◆ **What this task involves**
Every record shown below should be duplicated exactly.

╔══

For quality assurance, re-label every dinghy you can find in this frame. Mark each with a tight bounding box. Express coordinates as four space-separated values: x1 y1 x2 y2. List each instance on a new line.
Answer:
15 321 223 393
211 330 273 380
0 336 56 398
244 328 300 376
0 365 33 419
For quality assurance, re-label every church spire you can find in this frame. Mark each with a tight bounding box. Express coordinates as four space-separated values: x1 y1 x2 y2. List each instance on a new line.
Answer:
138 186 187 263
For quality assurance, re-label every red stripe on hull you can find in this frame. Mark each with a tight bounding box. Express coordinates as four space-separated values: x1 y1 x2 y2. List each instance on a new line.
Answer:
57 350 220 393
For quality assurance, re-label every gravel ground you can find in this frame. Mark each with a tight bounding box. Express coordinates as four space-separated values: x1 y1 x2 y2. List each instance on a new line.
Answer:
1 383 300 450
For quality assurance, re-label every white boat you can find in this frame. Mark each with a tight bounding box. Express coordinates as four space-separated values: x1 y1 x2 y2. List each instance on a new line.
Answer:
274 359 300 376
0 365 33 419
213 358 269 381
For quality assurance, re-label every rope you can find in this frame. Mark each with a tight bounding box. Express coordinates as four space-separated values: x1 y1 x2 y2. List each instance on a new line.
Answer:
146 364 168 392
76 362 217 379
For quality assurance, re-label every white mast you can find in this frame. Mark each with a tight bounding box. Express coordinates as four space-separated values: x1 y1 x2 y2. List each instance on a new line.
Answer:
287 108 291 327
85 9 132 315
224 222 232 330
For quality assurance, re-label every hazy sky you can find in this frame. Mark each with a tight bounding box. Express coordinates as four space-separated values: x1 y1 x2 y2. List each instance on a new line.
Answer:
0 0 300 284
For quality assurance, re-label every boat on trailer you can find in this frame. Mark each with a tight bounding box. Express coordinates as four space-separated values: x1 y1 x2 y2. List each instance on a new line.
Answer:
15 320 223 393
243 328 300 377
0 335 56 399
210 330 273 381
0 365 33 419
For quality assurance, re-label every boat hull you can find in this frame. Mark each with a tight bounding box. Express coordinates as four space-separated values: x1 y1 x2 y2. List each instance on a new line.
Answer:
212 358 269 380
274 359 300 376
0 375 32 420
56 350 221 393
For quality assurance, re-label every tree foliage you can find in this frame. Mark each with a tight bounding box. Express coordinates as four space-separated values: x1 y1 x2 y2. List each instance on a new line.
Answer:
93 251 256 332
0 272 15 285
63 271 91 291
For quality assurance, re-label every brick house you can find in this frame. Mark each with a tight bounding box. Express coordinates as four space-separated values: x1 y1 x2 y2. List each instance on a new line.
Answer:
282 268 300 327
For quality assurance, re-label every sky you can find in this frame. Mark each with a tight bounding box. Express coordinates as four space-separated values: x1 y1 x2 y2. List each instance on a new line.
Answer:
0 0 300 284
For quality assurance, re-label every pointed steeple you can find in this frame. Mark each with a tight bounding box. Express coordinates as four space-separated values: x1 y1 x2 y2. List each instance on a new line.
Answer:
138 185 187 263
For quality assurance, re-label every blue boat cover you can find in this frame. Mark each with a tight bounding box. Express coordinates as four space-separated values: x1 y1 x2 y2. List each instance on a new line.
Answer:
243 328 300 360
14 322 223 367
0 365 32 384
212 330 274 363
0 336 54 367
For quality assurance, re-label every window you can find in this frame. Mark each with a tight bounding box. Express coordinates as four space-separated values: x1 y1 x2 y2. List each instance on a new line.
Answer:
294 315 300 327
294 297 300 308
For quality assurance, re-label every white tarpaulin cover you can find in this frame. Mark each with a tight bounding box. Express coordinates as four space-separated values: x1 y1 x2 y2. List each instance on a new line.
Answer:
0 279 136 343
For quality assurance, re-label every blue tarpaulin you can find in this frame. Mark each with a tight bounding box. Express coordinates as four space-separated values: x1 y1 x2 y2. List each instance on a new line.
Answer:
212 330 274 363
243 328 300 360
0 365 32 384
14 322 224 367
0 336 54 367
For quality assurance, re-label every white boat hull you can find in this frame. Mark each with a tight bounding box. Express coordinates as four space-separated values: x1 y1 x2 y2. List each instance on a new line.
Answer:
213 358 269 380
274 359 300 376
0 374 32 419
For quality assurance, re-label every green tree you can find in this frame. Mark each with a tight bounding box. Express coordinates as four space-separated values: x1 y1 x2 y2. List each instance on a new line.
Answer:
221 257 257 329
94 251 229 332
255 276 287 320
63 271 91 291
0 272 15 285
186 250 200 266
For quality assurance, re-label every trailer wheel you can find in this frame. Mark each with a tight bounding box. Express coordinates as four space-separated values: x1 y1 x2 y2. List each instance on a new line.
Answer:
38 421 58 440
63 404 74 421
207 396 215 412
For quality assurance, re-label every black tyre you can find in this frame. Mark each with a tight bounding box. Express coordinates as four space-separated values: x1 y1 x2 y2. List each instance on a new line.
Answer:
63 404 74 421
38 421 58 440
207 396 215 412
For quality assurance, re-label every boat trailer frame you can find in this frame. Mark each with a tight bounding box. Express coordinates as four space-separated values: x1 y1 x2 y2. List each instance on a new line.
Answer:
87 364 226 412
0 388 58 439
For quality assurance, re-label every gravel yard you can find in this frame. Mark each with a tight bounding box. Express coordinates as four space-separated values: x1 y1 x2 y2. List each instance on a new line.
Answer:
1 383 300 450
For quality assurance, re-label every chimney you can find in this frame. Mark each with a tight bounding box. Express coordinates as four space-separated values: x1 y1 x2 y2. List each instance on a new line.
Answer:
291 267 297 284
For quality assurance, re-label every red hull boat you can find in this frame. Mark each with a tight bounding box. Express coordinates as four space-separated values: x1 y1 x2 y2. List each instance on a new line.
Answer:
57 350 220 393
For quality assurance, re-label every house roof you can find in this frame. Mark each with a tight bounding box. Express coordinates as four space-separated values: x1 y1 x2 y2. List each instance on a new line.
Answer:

╚══

◆ **Exercise output**
For quality assurance, re-label every dinghy you can find in this frame. Mark each with a tight bounding box. Express coordinates as four space-separated values: x1 y1 x2 y2. List each instance on a new line.
Answer:
15 321 223 393
211 330 273 380
0 336 56 398
244 328 300 376
0 365 33 419
For quality assurance, re-label every church spire you can find in this frame. Mark each with a tight bounding box. Express coordinates as four space-separated values: x1 y1 x2 y2. List each instance on a new line.
Answer:
138 186 187 263
For quality assurance, re-label every red stripe on hull you can find in this frame. Mark each with a tight bounding box. Express coordinates as four space-separated values: x1 y1 x2 y2. List each instance on a new line.
Answer:
57 350 220 393
For quality assurance, re-label every gravel ground you can find in this frame. Mark each with a tight bounding box. Express coordinates as four space-separated values: x1 y1 x2 y2. List each instance on a new line.
Answer:
1 383 300 450
For quality assurance, re-label every white boat you can find in this frame. Mark each with a tight bounding box. Express coordinates as four space-separated values: x1 y1 x2 y2. List each instance on a new line.
Answer:
274 359 300 376
0 365 33 419
213 358 269 381
For quality assurance, re-label every rope you can find in this frame. Mark each with a tight bounding box. Express coordinates as four space-separated values: x1 y1 x2 y2. List each instance on a new line.
Answer:
146 364 168 392
76 362 217 379
For quality assurance, re-label every white mast you can find in this frame. Mark each with a tight bounding box. Express coordinates as four space-separated values: x1 y1 x2 y2. List each instance on a new line.
Answer:
287 108 291 327
85 9 132 315
224 222 232 330
For quality assurance, re-label every hazy sky you can find in this frame. Mark each with a tight bounding box. Express coordinates as four space-separated values: x1 y1 x2 y2. List each instance on a new line.
Answer:
0 0 300 284
For quality assurance, re-label every boat on trailer you can find in this frame. Mark each with a tight bounding box. Express coordinates as four space-separated values: x1 y1 x2 y2. List each instance on a new line.
Answer:
15 320 223 393
243 328 300 377
0 335 56 399
210 330 273 381
0 365 33 419
For quality assurance, re-label every boat hull you can find in this frame. Mark each with a tight bounding box. Express coordinates as four space-separated values: x1 y1 x2 y2. List each instance on a new line.
Answer:
212 358 269 380
274 359 300 376
0 375 32 420
56 350 221 393
For quality assurance, re-label every tree foliage you can find in this frame. Mark each with a tight bounding box. Express coordinates as four space-separated values: x1 y1 x2 y2. List each instance on a new line.
Answer:
93 251 256 332
0 272 15 285
63 271 91 291
For quality assurance, re-label every brick house you can find in this frame. Mark each with a tight bounding box. Express coordinates as four space-separated values: x1 y1 x2 y2. List each instance on a new line.
Answer:
282 268 300 327
For quality assurance, re-label every sky you can find in this frame. Mark each with a tight bounding box. Express coordinates as four space-separated values: x1 y1 x2 y2. List each instance on a new line.
Answer:
0 0 300 284
For quality assurance, re-label every pointed steeple you can find in this frame. Mark each with a tight bounding box. Express coordinates as four space-separated values: x1 y1 x2 y2. List each instance on a new line.
Answer:
138 185 187 263
For quality assurance, re-label every blue boat cover you can find in this frame. Mark each with a tight bounding box. Express coordinates as four space-separated values: x1 y1 x2 y2. List each instance on a new line.
Answer:
243 328 300 360
14 322 223 367
0 365 32 384
212 330 274 363
0 336 54 367
For quality assurance, re-label every window you can find in this frame. Mark each with a tight bounding box. Express coordinates as four space-separated values: x1 y1 x2 y2. List each instance on a new line.
Answer:
294 315 300 327
294 297 300 308
For quality assurance, re-label every white tarpaulin cover you can find in this frame. Mark each with a tight bounding box. Express coordinates as four space-separated values: x1 y1 x2 y2. List each instance on a new line.
Answer:
0 279 136 343
For quality assurance, re-label every blue tarpaulin you can find in this frame. Mark each with a tight bounding box. Express coordinates as four space-separated values: x1 y1 x2 y2. List each instance on a new line.
Answer:
212 330 274 363
243 328 300 360
0 365 32 384
14 322 224 367
0 336 54 367
For quality assurance, re-label every white boat hull you can find in this frame. Mark each with a tight bounding box. Express coordinates as four space-separated values: x1 y1 x2 y2. List each instance on a new line.
Answer:
213 358 269 380
274 359 300 376
0 374 32 419
For quality assurance, re-label every green tree you can find in this frame. Mark each with a tight bounding box. Express coordinates as four space-separated values: x1 y1 x2 y2. List each instance on a new line.
Answer:
221 257 257 329
94 251 229 332
255 276 287 320
63 271 91 291
0 272 15 285
186 250 200 266
For quality assurance, re-label every trailer wheel you can find in this frame. Mark each with a tight bounding box. Express coordinates as four space-separated values: x1 y1 x2 y2. List each instance on a new line.
Answer:
38 421 58 440
63 404 74 421
207 396 215 412
For quality assurance, re-label every black tyre you can find in this frame. Mark each with a tight bounding box. Express coordinates as four space-separated values: x1 y1 x2 y2. List each instance on a new line.
Answer:
63 404 74 421
38 421 58 440
207 396 215 412
For quality assurance, re-label every boat trailer frame you can find in this frame. Mark each with a tight bounding box. Express coordinates as four space-separated values: x1 y1 x2 y2. List each instance on a new line.
Answer:
87 364 226 412
0 388 58 439
For quality assurance, re-label every gravel yard you can find in this frame. Mark each with a tight bounding box. Express coordinates as four space-separated values: x1 y1 x2 y2. List each instance on a new line.
Answer:
1 383 300 450
For quality assurance, re-label every chimney you can find in this frame. Mark each with a tight bounding box. Express coordinates as four space-separated values: x1 y1 x2 y2. List each instance on a new line.
Answer:
291 267 297 284
For quality assurance, re-label every red hull boat you can find in this frame. Mark each with a tight bounding box. Express coordinates as four space-separated values: x1 y1 x2 y2. List each instance on a new line.
Answer:
57 350 220 393
For quality assurance, re-label every house roof you can find in this frame. Mark each with a tight bounding box. Express coordinates as four space-separated values: x1 y1 x2 y2. List each instance on a new line.
Answer:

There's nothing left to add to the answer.